▶ Your instructions: Your response should contain every line from the data below that holds the string "hillside".

═══ Provided records

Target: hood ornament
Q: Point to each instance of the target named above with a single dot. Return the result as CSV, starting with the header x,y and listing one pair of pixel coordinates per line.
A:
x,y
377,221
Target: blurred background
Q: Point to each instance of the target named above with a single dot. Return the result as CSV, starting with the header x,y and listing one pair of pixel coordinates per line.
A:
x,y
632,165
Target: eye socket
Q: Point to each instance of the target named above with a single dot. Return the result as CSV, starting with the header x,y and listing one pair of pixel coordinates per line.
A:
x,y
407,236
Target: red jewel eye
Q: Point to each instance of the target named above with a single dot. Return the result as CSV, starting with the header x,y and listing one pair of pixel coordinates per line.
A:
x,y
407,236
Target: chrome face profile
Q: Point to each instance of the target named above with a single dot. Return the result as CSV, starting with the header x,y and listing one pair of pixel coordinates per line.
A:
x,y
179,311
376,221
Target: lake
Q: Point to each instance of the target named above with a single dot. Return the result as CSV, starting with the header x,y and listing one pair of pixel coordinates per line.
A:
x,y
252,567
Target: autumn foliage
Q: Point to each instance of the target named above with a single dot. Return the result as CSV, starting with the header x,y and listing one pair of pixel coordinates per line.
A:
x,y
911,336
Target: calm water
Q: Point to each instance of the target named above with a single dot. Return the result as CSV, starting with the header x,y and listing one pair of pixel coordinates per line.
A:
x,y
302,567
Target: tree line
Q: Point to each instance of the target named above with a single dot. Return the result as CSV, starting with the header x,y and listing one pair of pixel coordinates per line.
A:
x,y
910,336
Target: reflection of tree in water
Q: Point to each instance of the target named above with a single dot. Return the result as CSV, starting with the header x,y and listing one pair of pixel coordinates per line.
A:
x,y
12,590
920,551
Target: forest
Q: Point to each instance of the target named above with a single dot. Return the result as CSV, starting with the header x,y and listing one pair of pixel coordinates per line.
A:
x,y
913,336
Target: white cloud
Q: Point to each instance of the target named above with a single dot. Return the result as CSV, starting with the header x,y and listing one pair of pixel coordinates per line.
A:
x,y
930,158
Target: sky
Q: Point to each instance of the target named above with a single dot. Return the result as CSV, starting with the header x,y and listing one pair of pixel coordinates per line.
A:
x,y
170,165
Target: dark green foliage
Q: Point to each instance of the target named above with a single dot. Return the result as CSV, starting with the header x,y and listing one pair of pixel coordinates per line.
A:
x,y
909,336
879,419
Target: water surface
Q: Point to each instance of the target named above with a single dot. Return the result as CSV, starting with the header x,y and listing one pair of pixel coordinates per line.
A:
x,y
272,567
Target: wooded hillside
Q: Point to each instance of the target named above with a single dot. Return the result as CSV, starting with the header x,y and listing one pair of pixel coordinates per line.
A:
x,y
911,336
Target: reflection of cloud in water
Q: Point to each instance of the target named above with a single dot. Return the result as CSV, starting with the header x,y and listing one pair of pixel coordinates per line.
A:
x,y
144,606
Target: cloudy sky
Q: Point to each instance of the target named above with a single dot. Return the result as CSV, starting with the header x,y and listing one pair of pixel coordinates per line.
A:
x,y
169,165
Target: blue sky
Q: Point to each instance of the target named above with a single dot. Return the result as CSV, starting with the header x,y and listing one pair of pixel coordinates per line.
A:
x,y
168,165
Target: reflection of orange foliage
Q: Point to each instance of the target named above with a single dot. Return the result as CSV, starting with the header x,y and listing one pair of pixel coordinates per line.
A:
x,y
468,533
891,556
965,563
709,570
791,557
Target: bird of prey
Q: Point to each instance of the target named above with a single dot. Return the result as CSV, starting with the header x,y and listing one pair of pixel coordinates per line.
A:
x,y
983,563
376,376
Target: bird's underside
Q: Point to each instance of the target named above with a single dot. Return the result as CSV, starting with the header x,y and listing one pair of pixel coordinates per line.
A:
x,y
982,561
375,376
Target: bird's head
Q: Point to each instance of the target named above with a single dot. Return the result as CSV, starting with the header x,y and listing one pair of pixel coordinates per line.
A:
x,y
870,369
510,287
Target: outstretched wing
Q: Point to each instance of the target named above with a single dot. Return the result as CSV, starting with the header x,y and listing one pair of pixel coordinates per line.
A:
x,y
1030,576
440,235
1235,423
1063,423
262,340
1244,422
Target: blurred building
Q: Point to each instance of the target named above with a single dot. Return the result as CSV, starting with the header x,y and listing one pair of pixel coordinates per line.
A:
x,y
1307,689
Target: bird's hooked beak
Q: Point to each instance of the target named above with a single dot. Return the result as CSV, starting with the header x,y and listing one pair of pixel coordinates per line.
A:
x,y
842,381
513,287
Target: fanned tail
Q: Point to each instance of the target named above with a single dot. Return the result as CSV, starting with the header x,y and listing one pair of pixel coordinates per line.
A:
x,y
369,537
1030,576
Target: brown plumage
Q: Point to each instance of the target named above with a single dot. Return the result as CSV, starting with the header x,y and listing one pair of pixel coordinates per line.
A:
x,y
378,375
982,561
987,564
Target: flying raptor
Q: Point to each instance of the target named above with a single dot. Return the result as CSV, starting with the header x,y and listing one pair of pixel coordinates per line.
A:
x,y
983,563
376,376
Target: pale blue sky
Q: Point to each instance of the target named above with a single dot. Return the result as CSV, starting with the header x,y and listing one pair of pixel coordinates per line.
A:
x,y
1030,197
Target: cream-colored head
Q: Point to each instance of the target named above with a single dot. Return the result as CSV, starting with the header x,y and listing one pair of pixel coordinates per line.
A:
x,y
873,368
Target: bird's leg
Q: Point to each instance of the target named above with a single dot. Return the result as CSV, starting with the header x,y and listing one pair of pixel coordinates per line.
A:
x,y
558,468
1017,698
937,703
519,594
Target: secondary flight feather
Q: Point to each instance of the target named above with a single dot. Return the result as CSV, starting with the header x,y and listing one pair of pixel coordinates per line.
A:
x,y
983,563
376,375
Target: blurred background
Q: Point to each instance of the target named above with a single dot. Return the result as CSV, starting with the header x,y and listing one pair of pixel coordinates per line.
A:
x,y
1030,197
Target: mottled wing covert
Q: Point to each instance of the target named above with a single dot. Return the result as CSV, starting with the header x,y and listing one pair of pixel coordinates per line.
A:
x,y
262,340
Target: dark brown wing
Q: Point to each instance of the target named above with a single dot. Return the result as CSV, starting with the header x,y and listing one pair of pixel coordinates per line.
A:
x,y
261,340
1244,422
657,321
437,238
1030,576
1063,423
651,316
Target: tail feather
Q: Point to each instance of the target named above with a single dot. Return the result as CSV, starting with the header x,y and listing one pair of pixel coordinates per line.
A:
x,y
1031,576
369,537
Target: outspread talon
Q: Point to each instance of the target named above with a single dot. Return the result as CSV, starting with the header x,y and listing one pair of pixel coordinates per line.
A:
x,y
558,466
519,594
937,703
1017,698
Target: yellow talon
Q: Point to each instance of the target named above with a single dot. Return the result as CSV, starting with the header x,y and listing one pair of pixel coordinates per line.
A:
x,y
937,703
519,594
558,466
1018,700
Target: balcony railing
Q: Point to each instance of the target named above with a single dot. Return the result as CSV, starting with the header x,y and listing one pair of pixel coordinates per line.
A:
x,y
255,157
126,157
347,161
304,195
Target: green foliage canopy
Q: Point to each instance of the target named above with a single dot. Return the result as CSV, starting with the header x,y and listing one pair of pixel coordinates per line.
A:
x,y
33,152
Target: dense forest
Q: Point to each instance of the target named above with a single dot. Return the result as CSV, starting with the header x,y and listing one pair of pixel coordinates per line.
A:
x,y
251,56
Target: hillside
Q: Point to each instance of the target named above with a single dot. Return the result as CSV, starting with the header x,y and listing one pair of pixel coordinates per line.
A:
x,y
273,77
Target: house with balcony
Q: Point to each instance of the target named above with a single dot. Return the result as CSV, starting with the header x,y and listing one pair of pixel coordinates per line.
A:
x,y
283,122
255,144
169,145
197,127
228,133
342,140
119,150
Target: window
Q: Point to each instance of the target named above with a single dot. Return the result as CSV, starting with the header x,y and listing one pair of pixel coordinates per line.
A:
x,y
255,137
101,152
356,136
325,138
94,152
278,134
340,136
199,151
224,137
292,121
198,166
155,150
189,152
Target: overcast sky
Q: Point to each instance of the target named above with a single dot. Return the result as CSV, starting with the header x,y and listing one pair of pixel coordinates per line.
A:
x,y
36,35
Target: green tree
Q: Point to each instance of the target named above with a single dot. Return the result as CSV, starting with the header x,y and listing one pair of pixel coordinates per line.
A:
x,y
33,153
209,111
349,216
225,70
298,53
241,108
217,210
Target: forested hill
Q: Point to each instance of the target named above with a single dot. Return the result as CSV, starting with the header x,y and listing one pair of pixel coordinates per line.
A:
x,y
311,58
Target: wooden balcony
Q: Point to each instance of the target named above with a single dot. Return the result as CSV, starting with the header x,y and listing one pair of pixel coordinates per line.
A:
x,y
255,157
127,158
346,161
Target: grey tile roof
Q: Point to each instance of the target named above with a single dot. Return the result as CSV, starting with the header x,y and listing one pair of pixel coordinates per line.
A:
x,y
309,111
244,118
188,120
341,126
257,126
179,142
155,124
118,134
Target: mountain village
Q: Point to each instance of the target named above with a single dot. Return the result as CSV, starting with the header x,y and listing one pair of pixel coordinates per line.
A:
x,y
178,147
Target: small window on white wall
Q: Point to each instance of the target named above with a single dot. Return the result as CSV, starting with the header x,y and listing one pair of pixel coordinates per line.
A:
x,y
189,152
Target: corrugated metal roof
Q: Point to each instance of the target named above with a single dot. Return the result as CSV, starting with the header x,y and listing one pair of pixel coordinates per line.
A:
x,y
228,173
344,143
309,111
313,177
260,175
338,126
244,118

══════

▶ Reply:
Target: wooded hillside
Target: hillside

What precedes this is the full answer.